◆ **Document passage**
□ □ □ □ □
On Amma, Queerness, & Being Out of Her Reach
Content Warnings: Parent death
By Suma Cheru '18
I often wonder whether my deceased mother would support or reject my queerness. I was too young when she died, too young to know that it could be normal to like girls. Too naive.
***
My amma―the Tamil word for “mother”―died a slow, brutal death. She’d been sick with stomach cancer for eighteen months. She’d gone into remission for some time. But, given cancer’s insidious nature, it came back. And after the cancer returned, it dared not leave her again.
I was seven when Amma died. Too naive to understand the gravity of the situation. Perhaps, because of my youthful age, my parents had thought it best to keep me out of the chaos. They chose not to inform me of the severity of Amma’s illness. In doing so, they kept me in the shadows of her burgeoning illness and death. I would never have understood just how serious stage III stomach cancer could be.
I think about Amma here and there. I think about what my relationship with her would be like today. Would we get along? Would I tell her everything? Would she be my keeper of secrets? Or would we fight incessantly? Would I keep her out? Far away? Would ours be a deep or a superficial relationship?
Amma has a gay brother. I’ve heard that, when he shared his sexuality with her in the late ‘90s, she didn’t speak to him for months. Months. She did eventually respond, however. She wrote him a letter. A letter that traveled from her place in Berkeley, California to Bangalore, India. Things were fine after she responded, I suppose. She and her brother still spoke to each other, still sustained their sibling ties. She still didn’t speak to him for months, though. Nothing could make up for those lost months, not even a letter.
I don’t know what she wrote in that letter. I guess I’ll never know.
There are things I wish I could tell Amma today. I wish I could tell her that on some days, I feel less feminine. I wish I could tell her that I didn’t feel like myself when I was forced into wearing a frilly pink dress for my fourth birthday. I wish I could tell her I feel like my best self with my short hair. I wish I could tell her that I sleep with women. That I fall for women every single time.
***
I realize I don’t get to say the word “Amma” that much. Not at all, really. I only use it to refer to this woman who gave birth to me, someone far in my past.
I wonder whether Amma would write me a letter upon learning about my queerness. I don’t know what she’d write in that letter. I guess I’ll never know.
What haunts me is the possibility that Amma wouldn’t speak to me for months upon learning this.
□ □ □ □ □
◆ **Your task**
Quote the essay about Amma word for word, between "I think about Amma" and "even a letter.", inclusive.
□ □ □ □ □
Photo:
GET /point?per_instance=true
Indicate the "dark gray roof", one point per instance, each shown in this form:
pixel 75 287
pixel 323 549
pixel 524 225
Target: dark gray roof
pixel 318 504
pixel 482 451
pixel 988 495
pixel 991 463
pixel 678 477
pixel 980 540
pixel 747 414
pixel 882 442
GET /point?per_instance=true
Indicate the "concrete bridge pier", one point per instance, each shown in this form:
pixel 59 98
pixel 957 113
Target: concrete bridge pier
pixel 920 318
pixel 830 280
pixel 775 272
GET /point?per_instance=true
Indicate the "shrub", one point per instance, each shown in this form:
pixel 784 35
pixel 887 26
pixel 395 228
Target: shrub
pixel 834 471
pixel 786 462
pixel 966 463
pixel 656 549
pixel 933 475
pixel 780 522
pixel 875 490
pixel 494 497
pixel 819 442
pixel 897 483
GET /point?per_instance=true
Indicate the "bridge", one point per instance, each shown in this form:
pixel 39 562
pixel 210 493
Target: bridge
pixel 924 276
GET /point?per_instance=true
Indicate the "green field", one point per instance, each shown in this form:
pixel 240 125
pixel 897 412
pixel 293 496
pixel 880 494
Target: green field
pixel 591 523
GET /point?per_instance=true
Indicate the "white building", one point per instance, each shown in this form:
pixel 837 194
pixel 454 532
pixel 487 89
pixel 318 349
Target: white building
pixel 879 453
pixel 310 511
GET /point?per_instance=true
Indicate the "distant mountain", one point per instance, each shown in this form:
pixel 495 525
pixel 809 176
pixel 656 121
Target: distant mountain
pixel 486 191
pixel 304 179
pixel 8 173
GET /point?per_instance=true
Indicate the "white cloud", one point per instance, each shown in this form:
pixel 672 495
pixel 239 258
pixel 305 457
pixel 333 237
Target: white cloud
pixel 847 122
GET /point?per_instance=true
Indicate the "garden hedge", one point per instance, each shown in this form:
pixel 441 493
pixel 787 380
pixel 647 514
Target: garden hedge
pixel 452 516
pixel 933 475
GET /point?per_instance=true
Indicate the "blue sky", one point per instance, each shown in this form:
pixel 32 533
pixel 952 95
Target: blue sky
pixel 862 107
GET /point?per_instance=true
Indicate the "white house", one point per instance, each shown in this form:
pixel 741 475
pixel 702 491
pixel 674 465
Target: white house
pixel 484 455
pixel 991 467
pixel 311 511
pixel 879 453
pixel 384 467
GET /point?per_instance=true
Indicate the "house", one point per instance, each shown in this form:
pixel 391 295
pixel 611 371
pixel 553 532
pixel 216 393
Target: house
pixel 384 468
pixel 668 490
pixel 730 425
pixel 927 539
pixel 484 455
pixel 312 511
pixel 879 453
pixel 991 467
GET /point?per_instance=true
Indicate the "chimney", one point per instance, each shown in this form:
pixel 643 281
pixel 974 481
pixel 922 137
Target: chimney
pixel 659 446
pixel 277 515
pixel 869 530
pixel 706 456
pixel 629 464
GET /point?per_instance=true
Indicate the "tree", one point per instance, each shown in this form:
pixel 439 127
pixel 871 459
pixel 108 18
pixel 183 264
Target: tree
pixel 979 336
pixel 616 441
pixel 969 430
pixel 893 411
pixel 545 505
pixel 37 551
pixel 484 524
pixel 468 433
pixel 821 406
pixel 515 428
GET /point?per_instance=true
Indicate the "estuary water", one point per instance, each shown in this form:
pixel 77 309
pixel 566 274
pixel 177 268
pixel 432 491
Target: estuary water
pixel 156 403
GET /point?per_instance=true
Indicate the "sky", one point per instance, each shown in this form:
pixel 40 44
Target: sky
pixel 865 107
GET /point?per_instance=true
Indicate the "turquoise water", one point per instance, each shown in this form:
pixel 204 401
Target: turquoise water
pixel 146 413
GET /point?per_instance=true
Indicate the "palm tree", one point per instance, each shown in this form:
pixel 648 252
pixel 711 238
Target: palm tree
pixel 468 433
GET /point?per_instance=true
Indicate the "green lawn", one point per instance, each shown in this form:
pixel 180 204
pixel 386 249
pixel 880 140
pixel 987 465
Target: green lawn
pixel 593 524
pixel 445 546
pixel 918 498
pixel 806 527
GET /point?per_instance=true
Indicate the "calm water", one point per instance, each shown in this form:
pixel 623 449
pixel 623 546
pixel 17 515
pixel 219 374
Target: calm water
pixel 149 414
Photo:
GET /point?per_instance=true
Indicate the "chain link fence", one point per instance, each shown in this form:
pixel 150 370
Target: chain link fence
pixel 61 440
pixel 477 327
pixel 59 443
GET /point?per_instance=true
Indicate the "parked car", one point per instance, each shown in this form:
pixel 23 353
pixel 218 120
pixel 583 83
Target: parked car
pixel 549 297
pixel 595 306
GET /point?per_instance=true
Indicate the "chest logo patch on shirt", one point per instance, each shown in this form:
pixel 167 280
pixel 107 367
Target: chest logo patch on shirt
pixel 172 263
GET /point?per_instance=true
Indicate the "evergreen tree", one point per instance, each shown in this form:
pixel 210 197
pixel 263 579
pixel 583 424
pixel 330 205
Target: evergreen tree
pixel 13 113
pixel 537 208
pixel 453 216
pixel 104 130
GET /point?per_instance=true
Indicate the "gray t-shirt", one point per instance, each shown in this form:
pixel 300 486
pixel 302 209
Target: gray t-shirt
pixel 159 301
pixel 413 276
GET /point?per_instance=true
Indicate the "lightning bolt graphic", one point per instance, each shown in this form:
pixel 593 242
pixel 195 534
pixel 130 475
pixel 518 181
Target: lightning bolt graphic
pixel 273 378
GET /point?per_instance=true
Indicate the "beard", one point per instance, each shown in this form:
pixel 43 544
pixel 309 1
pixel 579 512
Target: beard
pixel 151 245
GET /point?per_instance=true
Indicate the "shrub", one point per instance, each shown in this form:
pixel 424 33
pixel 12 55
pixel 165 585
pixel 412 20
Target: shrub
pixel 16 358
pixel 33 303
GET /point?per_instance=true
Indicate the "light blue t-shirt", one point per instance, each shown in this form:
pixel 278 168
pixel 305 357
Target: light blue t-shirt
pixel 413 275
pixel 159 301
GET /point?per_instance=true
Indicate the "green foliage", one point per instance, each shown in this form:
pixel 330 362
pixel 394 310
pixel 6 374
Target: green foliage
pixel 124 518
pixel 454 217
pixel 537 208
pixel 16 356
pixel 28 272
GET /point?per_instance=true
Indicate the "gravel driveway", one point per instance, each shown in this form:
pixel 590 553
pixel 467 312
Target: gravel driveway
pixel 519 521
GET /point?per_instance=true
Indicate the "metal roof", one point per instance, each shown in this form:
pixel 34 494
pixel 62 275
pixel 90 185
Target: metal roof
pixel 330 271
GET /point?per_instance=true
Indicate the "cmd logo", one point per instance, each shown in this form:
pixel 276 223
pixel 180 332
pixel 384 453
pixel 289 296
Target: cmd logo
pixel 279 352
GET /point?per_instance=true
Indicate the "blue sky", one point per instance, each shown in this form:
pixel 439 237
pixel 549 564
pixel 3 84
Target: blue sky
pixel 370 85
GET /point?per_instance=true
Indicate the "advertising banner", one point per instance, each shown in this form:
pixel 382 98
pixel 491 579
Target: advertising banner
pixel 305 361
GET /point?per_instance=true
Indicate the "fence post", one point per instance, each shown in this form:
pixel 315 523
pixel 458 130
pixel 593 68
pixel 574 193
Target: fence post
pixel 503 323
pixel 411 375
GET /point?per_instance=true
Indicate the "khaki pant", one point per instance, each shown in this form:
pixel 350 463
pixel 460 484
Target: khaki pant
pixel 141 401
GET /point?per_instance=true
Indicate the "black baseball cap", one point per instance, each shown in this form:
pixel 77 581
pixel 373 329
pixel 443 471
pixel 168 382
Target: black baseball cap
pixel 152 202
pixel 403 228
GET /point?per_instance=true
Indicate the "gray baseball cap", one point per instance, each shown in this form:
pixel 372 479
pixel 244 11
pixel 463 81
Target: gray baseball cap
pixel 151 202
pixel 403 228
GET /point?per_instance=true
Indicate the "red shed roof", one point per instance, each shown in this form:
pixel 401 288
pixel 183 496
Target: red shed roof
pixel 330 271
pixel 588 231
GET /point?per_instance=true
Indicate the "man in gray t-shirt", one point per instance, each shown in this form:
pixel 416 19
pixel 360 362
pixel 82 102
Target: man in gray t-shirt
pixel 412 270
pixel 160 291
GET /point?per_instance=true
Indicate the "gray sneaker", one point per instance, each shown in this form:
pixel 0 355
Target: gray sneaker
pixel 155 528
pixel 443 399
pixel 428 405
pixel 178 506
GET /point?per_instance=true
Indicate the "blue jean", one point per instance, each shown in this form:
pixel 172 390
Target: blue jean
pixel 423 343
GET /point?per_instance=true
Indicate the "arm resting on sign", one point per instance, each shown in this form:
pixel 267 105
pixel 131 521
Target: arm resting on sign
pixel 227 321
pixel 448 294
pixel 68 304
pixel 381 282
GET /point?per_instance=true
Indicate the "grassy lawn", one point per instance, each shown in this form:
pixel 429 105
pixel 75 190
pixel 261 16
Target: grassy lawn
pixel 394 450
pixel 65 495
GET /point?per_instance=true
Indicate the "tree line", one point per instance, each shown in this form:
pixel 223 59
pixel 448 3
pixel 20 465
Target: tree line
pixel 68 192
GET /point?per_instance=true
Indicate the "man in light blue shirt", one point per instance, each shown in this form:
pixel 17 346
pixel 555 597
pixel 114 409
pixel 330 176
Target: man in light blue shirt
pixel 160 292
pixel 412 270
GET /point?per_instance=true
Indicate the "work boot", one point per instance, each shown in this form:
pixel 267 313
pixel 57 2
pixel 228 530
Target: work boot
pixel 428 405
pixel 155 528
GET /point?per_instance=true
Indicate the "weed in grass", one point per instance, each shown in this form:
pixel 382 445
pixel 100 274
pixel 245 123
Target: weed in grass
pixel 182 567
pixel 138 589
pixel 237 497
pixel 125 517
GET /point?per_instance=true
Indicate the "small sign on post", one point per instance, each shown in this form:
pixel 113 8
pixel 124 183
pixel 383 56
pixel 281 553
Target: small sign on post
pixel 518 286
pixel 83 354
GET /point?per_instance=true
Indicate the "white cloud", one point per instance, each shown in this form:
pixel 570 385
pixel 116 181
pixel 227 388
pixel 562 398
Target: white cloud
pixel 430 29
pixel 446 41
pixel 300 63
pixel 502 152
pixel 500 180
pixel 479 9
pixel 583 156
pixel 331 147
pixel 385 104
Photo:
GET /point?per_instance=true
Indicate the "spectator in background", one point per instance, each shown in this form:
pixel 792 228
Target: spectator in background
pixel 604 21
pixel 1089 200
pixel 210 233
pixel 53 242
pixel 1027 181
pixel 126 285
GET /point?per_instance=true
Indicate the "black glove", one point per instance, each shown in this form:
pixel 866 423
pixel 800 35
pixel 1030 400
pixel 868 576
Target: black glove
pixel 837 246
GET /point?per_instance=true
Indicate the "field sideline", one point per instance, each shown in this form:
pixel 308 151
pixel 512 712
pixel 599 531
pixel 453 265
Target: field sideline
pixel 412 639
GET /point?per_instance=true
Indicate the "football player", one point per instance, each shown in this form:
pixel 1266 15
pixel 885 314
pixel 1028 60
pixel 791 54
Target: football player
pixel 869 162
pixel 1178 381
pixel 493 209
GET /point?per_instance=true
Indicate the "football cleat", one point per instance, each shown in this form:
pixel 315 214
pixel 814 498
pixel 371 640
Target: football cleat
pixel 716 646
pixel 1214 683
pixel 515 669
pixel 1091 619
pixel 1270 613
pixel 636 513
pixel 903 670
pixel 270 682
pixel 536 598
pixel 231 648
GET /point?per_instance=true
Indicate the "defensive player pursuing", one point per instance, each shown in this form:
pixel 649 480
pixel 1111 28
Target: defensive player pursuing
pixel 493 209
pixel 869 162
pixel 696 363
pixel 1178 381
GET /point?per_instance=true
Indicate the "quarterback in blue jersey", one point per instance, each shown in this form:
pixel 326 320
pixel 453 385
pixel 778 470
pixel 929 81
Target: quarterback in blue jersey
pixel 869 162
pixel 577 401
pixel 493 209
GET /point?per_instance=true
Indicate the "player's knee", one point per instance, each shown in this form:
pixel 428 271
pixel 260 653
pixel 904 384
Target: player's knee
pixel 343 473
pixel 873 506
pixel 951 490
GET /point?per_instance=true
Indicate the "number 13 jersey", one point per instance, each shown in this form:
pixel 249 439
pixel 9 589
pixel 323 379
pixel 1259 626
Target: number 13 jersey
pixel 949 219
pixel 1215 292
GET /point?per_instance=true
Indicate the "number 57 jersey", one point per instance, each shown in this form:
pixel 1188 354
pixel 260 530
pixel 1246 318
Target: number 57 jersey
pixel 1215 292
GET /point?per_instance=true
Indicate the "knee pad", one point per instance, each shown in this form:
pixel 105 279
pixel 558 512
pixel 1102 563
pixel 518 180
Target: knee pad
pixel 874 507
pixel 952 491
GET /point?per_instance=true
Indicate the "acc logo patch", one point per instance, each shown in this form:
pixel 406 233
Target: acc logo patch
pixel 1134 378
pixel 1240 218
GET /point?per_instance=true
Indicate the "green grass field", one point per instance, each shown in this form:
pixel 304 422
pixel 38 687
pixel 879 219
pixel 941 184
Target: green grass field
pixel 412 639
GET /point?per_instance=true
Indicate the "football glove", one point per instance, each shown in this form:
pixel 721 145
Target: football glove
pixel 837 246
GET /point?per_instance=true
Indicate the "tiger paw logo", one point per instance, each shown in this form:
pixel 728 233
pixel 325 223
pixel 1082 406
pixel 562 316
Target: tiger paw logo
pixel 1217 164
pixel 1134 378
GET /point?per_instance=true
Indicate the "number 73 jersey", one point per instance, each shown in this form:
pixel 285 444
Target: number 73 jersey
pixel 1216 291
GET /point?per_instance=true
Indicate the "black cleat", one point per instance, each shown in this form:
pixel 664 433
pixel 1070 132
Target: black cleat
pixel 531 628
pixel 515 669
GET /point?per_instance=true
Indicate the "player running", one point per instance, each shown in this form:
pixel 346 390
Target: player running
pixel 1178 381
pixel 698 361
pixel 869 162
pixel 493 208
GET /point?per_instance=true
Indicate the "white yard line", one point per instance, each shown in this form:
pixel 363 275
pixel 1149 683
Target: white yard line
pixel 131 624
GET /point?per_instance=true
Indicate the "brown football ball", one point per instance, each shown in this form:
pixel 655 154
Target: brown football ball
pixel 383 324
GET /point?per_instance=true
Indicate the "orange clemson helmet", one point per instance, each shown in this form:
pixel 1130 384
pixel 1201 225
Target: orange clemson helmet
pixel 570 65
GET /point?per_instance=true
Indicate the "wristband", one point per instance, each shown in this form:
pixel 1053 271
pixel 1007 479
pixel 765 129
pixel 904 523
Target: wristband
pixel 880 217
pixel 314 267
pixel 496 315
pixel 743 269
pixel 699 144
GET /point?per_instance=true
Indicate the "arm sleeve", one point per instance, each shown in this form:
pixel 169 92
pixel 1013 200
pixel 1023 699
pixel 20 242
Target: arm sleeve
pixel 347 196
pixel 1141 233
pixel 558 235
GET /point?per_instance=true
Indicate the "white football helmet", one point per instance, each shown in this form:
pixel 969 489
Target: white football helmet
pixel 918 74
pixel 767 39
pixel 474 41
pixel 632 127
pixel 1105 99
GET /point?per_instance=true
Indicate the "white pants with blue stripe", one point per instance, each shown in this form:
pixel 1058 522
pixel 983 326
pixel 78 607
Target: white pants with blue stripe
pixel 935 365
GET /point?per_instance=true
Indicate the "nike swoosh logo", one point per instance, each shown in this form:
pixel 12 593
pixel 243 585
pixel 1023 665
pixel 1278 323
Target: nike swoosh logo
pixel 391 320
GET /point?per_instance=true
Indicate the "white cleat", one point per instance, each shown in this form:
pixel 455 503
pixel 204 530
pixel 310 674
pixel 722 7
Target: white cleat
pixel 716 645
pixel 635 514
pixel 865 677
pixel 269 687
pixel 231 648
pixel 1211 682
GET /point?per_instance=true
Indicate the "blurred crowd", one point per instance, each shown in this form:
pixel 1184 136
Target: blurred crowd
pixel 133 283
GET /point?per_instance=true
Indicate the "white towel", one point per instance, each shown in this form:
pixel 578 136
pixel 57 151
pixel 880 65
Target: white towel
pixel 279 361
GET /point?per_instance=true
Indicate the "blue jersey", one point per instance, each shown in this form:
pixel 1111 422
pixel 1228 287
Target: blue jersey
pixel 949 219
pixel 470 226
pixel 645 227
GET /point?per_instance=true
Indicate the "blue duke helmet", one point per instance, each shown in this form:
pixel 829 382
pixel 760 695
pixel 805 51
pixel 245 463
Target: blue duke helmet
□ □ □ □ □
◆ **Answer space**
I think about Amma here and there. I think about what my relationship with her would be like today. Would we get along? Would I tell her everything? Would she be my keeper of secrets? Or would we fight incessantly? Would I keep her out? Far away? Would ours be a deep or a superficial relationship?
Amma has a gay brother. I’ve heard that, when he shared his sexuality with her in the late ‘90s, she didn’t speak to him for months. Months. She did eventually respond, however. She wrote him a letter. A letter that traveled from her place in Berkeley, California to Bangalore, India. Things were fine after she responded, I suppose. She and her brother still spoke to each other, still sustained their sibling ties. She still didn’t speak to him for months, though. Nothing could make up for those lost months, not even a letter.